**TRY IT**
With pictures left out, extract every line between the start of the records below and the line holding "Draw the outline of every instance of the carved", inclusive.

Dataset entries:
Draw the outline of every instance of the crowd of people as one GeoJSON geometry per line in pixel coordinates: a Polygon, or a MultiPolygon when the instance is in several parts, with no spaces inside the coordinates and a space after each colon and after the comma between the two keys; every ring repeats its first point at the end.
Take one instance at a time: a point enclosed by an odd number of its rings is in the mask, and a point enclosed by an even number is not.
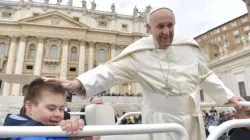
{"type": "MultiPolygon", "coordinates": [[[[250,101],[249,96],[244,96],[243,98],[246,101],[250,101]]],[[[234,109],[235,110],[233,111],[222,111],[219,114],[214,107],[212,107],[209,111],[202,110],[206,126],[206,136],[208,137],[210,134],[208,131],[210,126],[216,127],[226,121],[234,119],[250,119],[250,107],[242,106],[239,108],[236,106],[234,109]]],[[[250,127],[239,127],[228,130],[219,138],[219,140],[246,140],[248,138],[250,138],[250,127]]]]}
{"type": "Polygon", "coordinates": [[[214,107],[212,107],[208,112],[203,110],[203,117],[206,127],[211,125],[220,125],[228,120],[236,119],[235,111],[222,111],[218,113],[214,107]]]}

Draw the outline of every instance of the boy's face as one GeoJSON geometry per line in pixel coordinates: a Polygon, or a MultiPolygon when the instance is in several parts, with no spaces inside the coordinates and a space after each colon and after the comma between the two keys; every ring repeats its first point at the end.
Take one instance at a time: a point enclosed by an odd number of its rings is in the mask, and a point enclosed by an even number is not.
{"type": "Polygon", "coordinates": [[[58,125],[64,117],[64,105],[63,95],[43,91],[37,105],[30,101],[25,102],[26,115],[43,125],[58,125]]]}

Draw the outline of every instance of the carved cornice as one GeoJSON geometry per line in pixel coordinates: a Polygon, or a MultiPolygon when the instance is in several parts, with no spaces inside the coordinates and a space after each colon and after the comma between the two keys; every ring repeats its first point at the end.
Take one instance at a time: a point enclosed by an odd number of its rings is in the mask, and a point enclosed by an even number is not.
{"type": "Polygon", "coordinates": [[[44,43],[45,41],[44,37],[38,36],[37,38],[38,38],[38,43],[41,43],[41,44],[44,43]]]}
{"type": "Polygon", "coordinates": [[[69,45],[69,39],[68,38],[63,39],[63,45],[69,45]]]}
{"type": "Polygon", "coordinates": [[[213,68],[213,67],[216,67],[218,65],[223,65],[223,64],[229,63],[229,62],[237,59],[238,57],[243,57],[243,56],[249,55],[249,53],[250,53],[250,46],[247,48],[242,48],[240,50],[226,54],[224,56],[218,57],[217,59],[214,59],[214,60],[208,62],[208,67],[213,68]]]}
{"type": "Polygon", "coordinates": [[[81,46],[85,46],[86,45],[86,41],[85,40],[80,40],[80,45],[81,46]]]}
{"type": "Polygon", "coordinates": [[[9,46],[10,38],[9,37],[0,37],[0,42],[4,42],[7,46],[9,46]]]}
{"type": "Polygon", "coordinates": [[[60,58],[52,58],[52,57],[45,57],[44,62],[47,65],[53,64],[53,65],[58,65],[60,63],[60,58]]]}
{"type": "Polygon", "coordinates": [[[37,45],[38,39],[37,38],[29,38],[27,45],[29,46],[30,44],[37,45]]]}
{"type": "Polygon", "coordinates": [[[95,43],[93,41],[89,42],[89,47],[94,47],[95,43]]]}
{"type": "Polygon", "coordinates": [[[112,20],[112,17],[109,17],[109,16],[105,16],[105,15],[94,15],[94,18],[96,20],[105,20],[105,21],[111,21],[112,20]]]}
{"type": "Polygon", "coordinates": [[[17,41],[17,36],[11,36],[11,42],[12,41],[16,42],[17,41]]]}
{"type": "Polygon", "coordinates": [[[76,46],[76,47],[78,47],[79,46],[79,42],[78,41],[71,41],[70,42],[70,46],[76,46]]]}
{"type": "Polygon", "coordinates": [[[111,49],[116,49],[116,45],[114,43],[110,44],[111,49]]]}
{"type": "MultiPolygon", "coordinates": [[[[17,4],[19,6],[26,6],[27,8],[30,8],[31,6],[33,7],[41,7],[43,8],[44,7],[44,10],[46,11],[47,9],[53,9],[53,10],[56,10],[56,9],[60,9],[60,10],[65,10],[65,6],[62,6],[62,5],[54,5],[54,4],[46,4],[46,3],[32,3],[32,2],[18,2],[18,3],[13,3],[13,2],[8,2],[8,1],[0,1],[0,4],[3,4],[3,5],[11,5],[12,7],[16,6],[17,4]]],[[[0,8],[1,9],[1,8],[0,8]]],[[[88,10],[88,9],[84,9],[84,8],[79,8],[79,7],[72,7],[71,8],[72,11],[76,11],[76,12],[81,12],[83,15],[86,15],[86,14],[93,14],[93,16],[95,15],[105,15],[105,16],[112,16],[114,13],[112,12],[109,12],[109,11],[98,11],[98,10],[95,10],[93,12],[88,12],[88,11],[91,11],[91,10],[88,10]]],[[[120,19],[133,19],[133,15],[123,15],[123,14],[116,14],[116,17],[117,18],[120,18],[120,19]]]]}
{"type": "Polygon", "coordinates": [[[20,36],[20,41],[25,41],[25,42],[26,42],[26,40],[27,40],[27,37],[26,37],[26,36],[24,36],[24,35],[21,35],[21,36],[20,36]]]}
{"type": "Polygon", "coordinates": [[[105,51],[107,51],[109,49],[109,45],[105,43],[96,44],[96,50],[98,51],[100,49],[104,49],[105,51]]]}

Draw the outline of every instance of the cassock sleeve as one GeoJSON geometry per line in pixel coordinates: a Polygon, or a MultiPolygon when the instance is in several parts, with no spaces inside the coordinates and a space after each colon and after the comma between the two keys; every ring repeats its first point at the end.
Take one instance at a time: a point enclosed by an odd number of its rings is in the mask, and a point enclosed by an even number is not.
{"type": "Polygon", "coordinates": [[[116,62],[100,65],[76,79],[85,88],[85,97],[90,97],[114,85],[133,81],[137,74],[136,71],[135,61],[131,56],[127,56],[116,62]]]}
{"type": "Polygon", "coordinates": [[[200,88],[218,104],[225,104],[234,96],[233,92],[207,67],[204,55],[198,56],[200,88]]]}

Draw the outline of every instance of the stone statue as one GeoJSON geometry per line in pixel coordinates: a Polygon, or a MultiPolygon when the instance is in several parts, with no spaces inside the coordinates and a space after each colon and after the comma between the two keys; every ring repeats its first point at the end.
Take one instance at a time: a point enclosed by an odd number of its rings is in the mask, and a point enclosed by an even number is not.
{"type": "Polygon", "coordinates": [[[137,7],[135,6],[135,8],[134,8],[134,16],[137,16],[137,14],[138,14],[138,9],[137,9],[137,7]]]}
{"type": "Polygon", "coordinates": [[[73,5],[73,0],[69,0],[68,1],[68,6],[72,6],[73,5]]]}
{"type": "Polygon", "coordinates": [[[93,0],[93,2],[91,2],[91,10],[95,10],[96,8],[96,3],[95,0],[93,0]]]}
{"type": "Polygon", "coordinates": [[[82,8],[87,8],[87,2],[86,2],[86,0],[82,0],[82,8]]]}
{"type": "Polygon", "coordinates": [[[51,18],[51,23],[52,24],[59,24],[59,21],[60,21],[59,15],[53,15],[52,16],[52,18],[51,18]]]}
{"type": "Polygon", "coordinates": [[[219,47],[219,52],[220,52],[220,55],[223,55],[222,47],[219,47]]]}
{"type": "Polygon", "coordinates": [[[112,11],[112,13],[115,13],[115,4],[114,3],[111,6],[111,11],[112,11]]]}
{"type": "Polygon", "coordinates": [[[224,44],[224,47],[222,49],[223,49],[224,54],[226,54],[228,52],[226,44],[224,44]]]}
{"type": "Polygon", "coordinates": [[[62,3],[62,0],[57,0],[56,4],[60,5],[62,3]]]}
{"type": "Polygon", "coordinates": [[[150,13],[151,9],[152,9],[152,7],[151,7],[150,5],[148,5],[148,6],[146,7],[146,9],[145,9],[145,12],[146,12],[146,13],[150,13]]]}
{"type": "Polygon", "coordinates": [[[241,41],[242,41],[243,45],[247,44],[247,40],[246,40],[244,35],[241,36],[241,41]]]}
{"type": "Polygon", "coordinates": [[[247,40],[247,44],[250,43],[250,32],[248,33],[248,36],[246,37],[246,40],[247,40]]]}

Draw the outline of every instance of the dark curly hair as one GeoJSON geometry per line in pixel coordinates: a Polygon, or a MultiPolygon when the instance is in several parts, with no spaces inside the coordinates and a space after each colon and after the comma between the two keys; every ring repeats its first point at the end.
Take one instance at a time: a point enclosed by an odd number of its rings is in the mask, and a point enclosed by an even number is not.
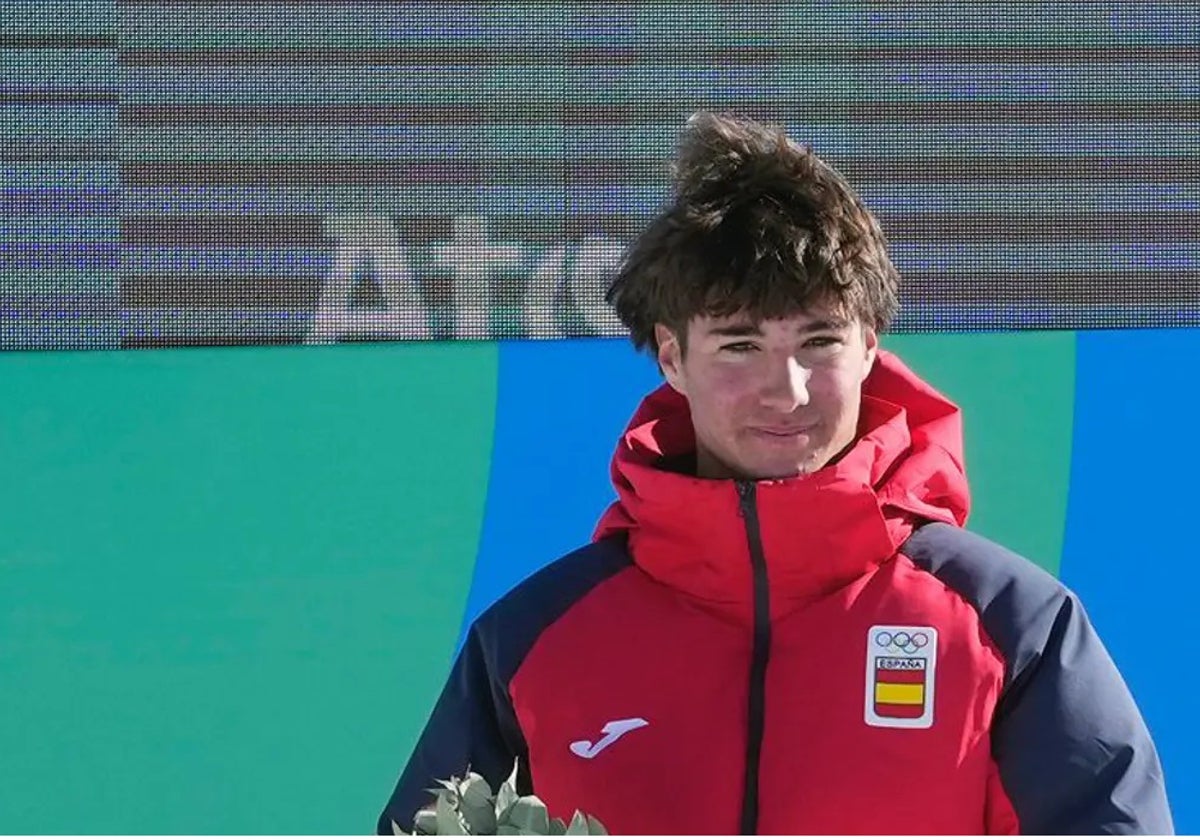
{"type": "Polygon", "coordinates": [[[686,342],[697,315],[755,320],[824,305],[878,331],[899,274],[874,215],[841,175],[782,129],[701,111],[673,164],[670,204],[629,246],[605,295],[634,346],[654,325],[686,342]]]}

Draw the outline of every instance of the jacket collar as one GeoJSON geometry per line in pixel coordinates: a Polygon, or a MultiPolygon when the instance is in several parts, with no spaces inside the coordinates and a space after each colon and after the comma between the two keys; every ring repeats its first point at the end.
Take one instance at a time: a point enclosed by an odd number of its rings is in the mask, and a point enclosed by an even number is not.
{"type": "MultiPolygon", "coordinates": [[[[624,533],[648,575],[738,621],[753,581],[738,482],[673,472],[695,451],[687,401],[667,385],[643,400],[612,461],[617,501],[595,538],[624,533]]],[[[969,508],[958,408],[881,351],[863,385],[859,437],[811,475],[752,482],[773,618],[894,556],[925,521],[969,508]]]]}

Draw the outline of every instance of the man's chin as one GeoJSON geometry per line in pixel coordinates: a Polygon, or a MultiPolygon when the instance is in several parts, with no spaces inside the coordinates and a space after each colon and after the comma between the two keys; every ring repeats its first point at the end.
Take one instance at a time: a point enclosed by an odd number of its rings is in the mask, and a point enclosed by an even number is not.
{"type": "Polygon", "coordinates": [[[814,473],[821,466],[815,459],[801,461],[800,463],[759,464],[753,468],[744,470],[742,475],[745,479],[751,481],[786,481],[789,478],[799,478],[814,473]]]}
{"type": "Polygon", "coordinates": [[[829,458],[820,453],[809,453],[801,458],[765,460],[751,471],[757,481],[783,481],[811,475],[829,463],[829,458]]]}
{"type": "Polygon", "coordinates": [[[701,478],[729,478],[735,481],[785,481],[814,473],[828,460],[811,452],[799,456],[792,454],[790,457],[782,457],[782,453],[778,452],[753,454],[759,457],[701,459],[697,465],[698,474],[701,478]]]}

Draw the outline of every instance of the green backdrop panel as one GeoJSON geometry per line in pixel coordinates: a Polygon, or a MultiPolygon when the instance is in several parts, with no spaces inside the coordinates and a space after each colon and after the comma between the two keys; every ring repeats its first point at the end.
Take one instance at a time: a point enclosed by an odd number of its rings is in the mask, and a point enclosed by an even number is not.
{"type": "Polygon", "coordinates": [[[1058,574],[1075,404],[1075,333],[885,339],[963,410],[968,526],[1058,574]]]}
{"type": "Polygon", "coordinates": [[[0,832],[369,832],[453,653],[495,345],[0,381],[0,832]]]}

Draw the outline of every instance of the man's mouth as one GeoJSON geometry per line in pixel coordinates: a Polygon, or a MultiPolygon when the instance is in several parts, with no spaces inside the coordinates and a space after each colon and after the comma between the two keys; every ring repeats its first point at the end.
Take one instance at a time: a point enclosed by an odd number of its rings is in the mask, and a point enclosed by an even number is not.
{"type": "Polygon", "coordinates": [[[796,437],[812,431],[812,426],[755,426],[754,431],[771,437],[796,437]]]}

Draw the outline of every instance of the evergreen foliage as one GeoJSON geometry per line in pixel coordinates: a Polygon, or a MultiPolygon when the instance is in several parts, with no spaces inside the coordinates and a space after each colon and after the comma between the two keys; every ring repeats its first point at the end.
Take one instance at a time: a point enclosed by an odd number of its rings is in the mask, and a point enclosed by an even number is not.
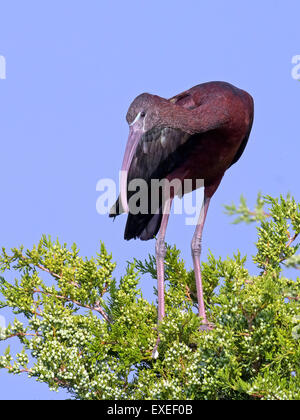
{"type": "MultiPolygon", "coordinates": [[[[294,199],[258,196],[254,211],[244,198],[226,211],[237,222],[258,222],[257,270],[239,252],[202,263],[212,331],[199,330],[194,273],[168,246],[166,313],[139,289],[141,275],[156,279],[155,258],[133,261],[117,282],[104,244],[84,259],[76,245],[43,237],[32,249],[4,248],[2,302],[15,321],[0,340],[17,338],[0,368],[25,373],[76,399],[300,399],[300,205],[294,199]],[[294,276],[295,277],[295,276],[294,276]],[[157,335],[159,356],[152,357],[157,335]]],[[[1,310],[0,310],[1,315],[1,310]]]]}

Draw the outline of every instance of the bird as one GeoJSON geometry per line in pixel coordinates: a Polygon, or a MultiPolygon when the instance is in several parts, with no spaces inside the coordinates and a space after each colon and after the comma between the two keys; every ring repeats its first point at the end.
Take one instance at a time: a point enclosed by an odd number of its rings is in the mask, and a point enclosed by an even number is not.
{"type": "Polygon", "coordinates": [[[184,190],[185,180],[192,181],[191,189],[194,190],[198,188],[196,181],[200,179],[204,184],[204,198],[199,203],[201,210],[191,241],[191,254],[201,329],[213,328],[208,322],[203,296],[200,265],[202,233],[210,200],[227,169],[242,156],[253,118],[252,96],[220,81],[198,84],[169,99],[142,93],[129,106],[126,115],[129,137],[121,167],[120,195],[109,216],[128,214],[125,240],[156,239],[158,322],[165,316],[165,236],[172,201],[176,195],[182,197],[189,192],[184,190]],[[143,185],[148,187],[145,190],[141,188],[147,201],[147,211],[137,212],[131,208],[130,199],[136,192],[129,185],[135,179],[142,180],[143,185]],[[153,180],[169,183],[178,180],[178,183],[168,193],[161,184],[158,199],[153,200],[153,180]]]}

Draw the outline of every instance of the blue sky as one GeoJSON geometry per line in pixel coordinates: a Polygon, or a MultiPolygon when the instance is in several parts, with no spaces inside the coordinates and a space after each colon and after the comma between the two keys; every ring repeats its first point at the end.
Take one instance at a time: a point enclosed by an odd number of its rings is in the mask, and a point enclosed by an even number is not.
{"type": "MultiPolygon", "coordinates": [[[[241,194],[253,205],[258,191],[300,199],[300,83],[291,75],[299,17],[298,0],[2,1],[0,245],[31,247],[46,233],[91,256],[102,240],[117,276],[133,256],[152,253],[153,241],[123,241],[125,217],[112,223],[96,212],[97,181],[118,180],[127,108],[142,92],[171,97],[225,80],[252,94],[255,122],[213,197],[202,255],[240,249],[252,267],[255,227],[232,225],[223,205],[241,194]]],[[[188,267],[192,234],[184,216],[170,218],[167,241],[188,267]]],[[[152,299],[153,282],[141,286],[152,299]]],[[[0,372],[0,399],[65,397],[0,372]]]]}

**RESPONSE BELOW**
Draw the outline of every instance of the crowd of people as one GeoJSON geometry per line in pixel coordinates: a Polygon, or a MultiPolygon when the instance is in several parts, with no spaces inside the coordinates and a space after each colon and after the comma between the two keys; every ring repeats its first point at the end.
Take one instance at a time: a point enclosed by an odd number of its rings is in the mask, and a point enclosed by an even number is not.
{"type": "MultiPolygon", "coordinates": [[[[250,101],[249,96],[244,96],[243,98],[246,101],[250,101]]],[[[234,109],[235,110],[233,111],[222,111],[219,114],[214,107],[212,107],[209,111],[202,110],[206,126],[206,136],[208,137],[210,134],[208,131],[210,126],[216,127],[226,121],[234,119],[250,119],[250,107],[242,106],[239,108],[236,106],[234,109]]],[[[250,127],[239,127],[228,130],[219,138],[219,140],[246,140],[248,138],[250,138],[250,127]]]]}
{"type": "Polygon", "coordinates": [[[214,107],[212,107],[208,112],[203,110],[203,117],[206,127],[211,125],[220,125],[228,120],[236,119],[235,111],[222,111],[218,113],[214,107]]]}

Draw the outline of every instance of the boy's face as one GeoJSON geometry per line in pixel coordinates: a Polygon, or a MultiPolygon when the instance is in several parts, with no spaces inside the coordinates and a space after each colon and after the comma between the two keys; every ring repeats its first point at the end.
Take one instance at a time: a point enclosed by an odd number of its rings is in the mask, and a point enclosed by an even number is not.
{"type": "Polygon", "coordinates": [[[58,125],[64,117],[64,105],[63,95],[43,91],[37,105],[30,101],[25,102],[26,115],[43,125],[58,125]]]}

Draw the outline of every instance of the carved cornice as one GeoJSON geometry per line in pixel coordinates: a Polygon, or a MultiPolygon when the instance is in several parts, with no spaces inside the coordinates and a space after each colon and after the comma between the two keys; every ring repeats its first point at the end.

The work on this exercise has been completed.